▶ [Task goal]:
Please repeat the lines below word for word, leaving out the pictures.
[begin Materials provided]
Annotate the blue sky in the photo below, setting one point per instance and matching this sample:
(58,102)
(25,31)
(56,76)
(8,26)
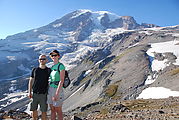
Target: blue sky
[end Materials provided]
▶ [Finished answer]:
Annotate the blue sky in the photo below, setting one point per instance and matching this sample:
(58,102)
(25,31)
(56,76)
(8,26)
Target: blue sky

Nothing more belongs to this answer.